EXERCISES =>
#1 In the text on LLM prompting methods, which four temperature values were tested in the grid search?
#2 From the text on LLM prompting methods, extract the passage that begins at the words "RAG addressed LLM" and ends after the words "to token limitations.". Copy it verbatim.
#3 Write the next portion of the text on LLM prompting methods, beginning after its final sentence.

PAGE EXTRACT =>
In ToT prompting, the LLM was encouraged to maintain a literal “tree of thoughts,” where thoughts represent coherent language sequences that serve as intermediate steps toward solving a problem. The LLM self-evaluated the progress made toward solving a problem through a deliberate reasoning process [45].

RAG Approach

RAG addressed LLM challenges, such as hallucination and outmoded knowledge, by retrieving external knowledge sources to complete tasks in addition to LLM’s static dataset. This was done through a built-in retrieval component that feeds relevant documents along with the prompt to the LLM [45]. The LLM was effectively fine-tuned to peer review without the need to retrain. RAG was the only prompting strategy capable of ingesting full papers; all other methods were restricted to abstracts due to token limitations.

Temperature

The temperature hyperparameter of an LLM regulates the amount of randomness in its response. On a scale of 0 to 1, a higher temperature results in more diverse or novel outputs, while a lower temperature results in more predictable or less creative outputs. A systematic grid search over 4 temperatures (0, 0.1, 0.5, and 1.0) was conducted with each prompting strategy. These values were selected to span the practical range from near-deterministic (0, 0.1) to moderately stochastic (0.5) to maximally stochastic (1.0), enabling observation of whether classification performance improved with more or less sampling diversity.

THE DATA =>

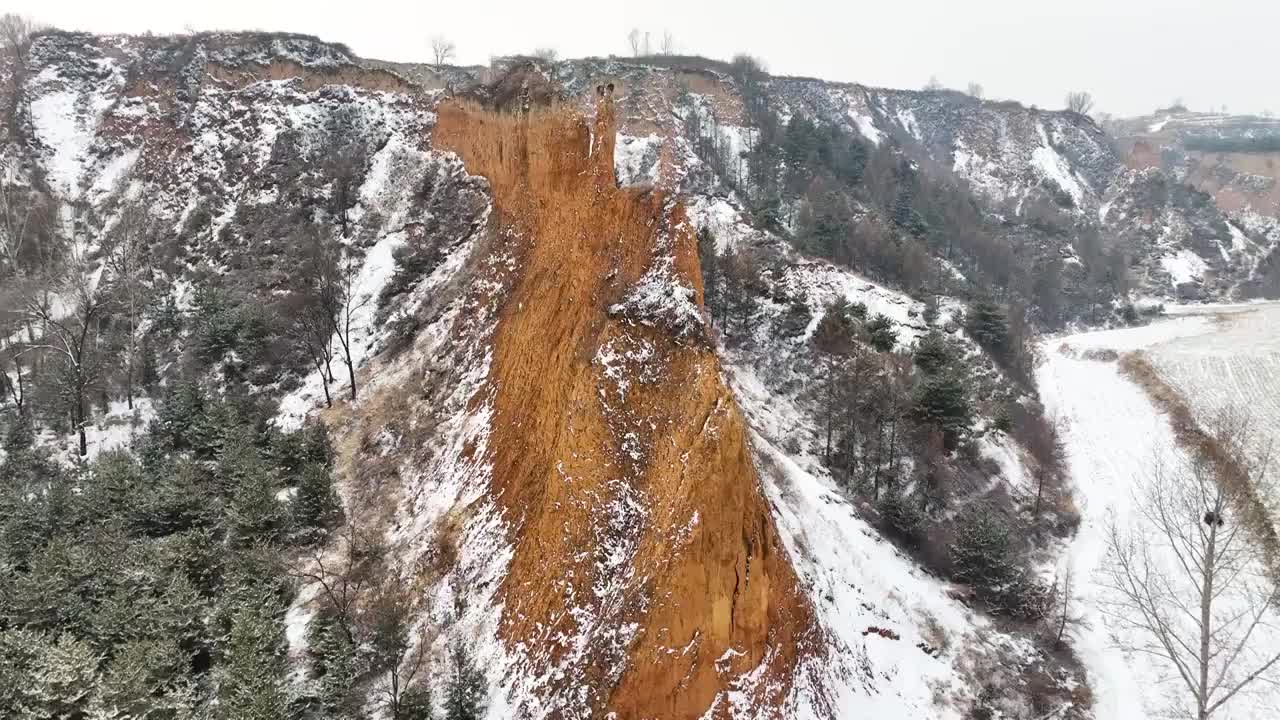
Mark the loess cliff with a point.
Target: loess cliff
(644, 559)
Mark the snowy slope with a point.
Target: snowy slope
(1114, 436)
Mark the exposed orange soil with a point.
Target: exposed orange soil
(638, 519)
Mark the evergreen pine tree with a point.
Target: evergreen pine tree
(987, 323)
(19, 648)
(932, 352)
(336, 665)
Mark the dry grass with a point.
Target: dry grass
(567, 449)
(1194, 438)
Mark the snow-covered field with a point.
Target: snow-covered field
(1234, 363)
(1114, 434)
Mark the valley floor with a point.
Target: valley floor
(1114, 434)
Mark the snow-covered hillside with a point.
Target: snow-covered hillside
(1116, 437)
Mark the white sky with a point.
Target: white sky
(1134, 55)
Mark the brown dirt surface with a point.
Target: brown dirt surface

* * *

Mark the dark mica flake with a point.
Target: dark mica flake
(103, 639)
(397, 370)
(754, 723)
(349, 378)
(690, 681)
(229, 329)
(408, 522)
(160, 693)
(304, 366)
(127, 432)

SET OF ANSWERS =>
#1 0, 0.1, 0.5, and 1.0

#2
RAG addressed LLM challenges, such as hallucination and outmoded knowledge, by retrieving external knowledge sources to complete tasks in addition to LLM’s static dataset. This was done through a built-in retrieval component that feeds relevant documents along with the prompt to the LLM [45]. The LLM was effectively fine-tuned to peer review without the need to retrain. RAG was the only prompting strategy capable of ingesting full papers; all other methods were restricted to abstracts due to token limitations.

#3
LLM Comparison Metrics

To evaluate the performance of the LLMs in peer review, accuracy scores were calculated. Because LLMs have been found to give passable decisions but rarely give completely correct decisions [26], both “exact match” and “loose match” accuracies were calculated. Exact match accuracy is based on completely correct predictions of journal quartiles. For loose match accuracy, a prediction within 1 quartile of the input paper’s true quartile was considered correct. Finally, accuracy breakdowns per journal quartile were calculated to allow for further analysis of LLM behaviors. In addition, runtime and computing resource cost were compared to provide further insights into whether LLM performance was related to the amount of resources consumed.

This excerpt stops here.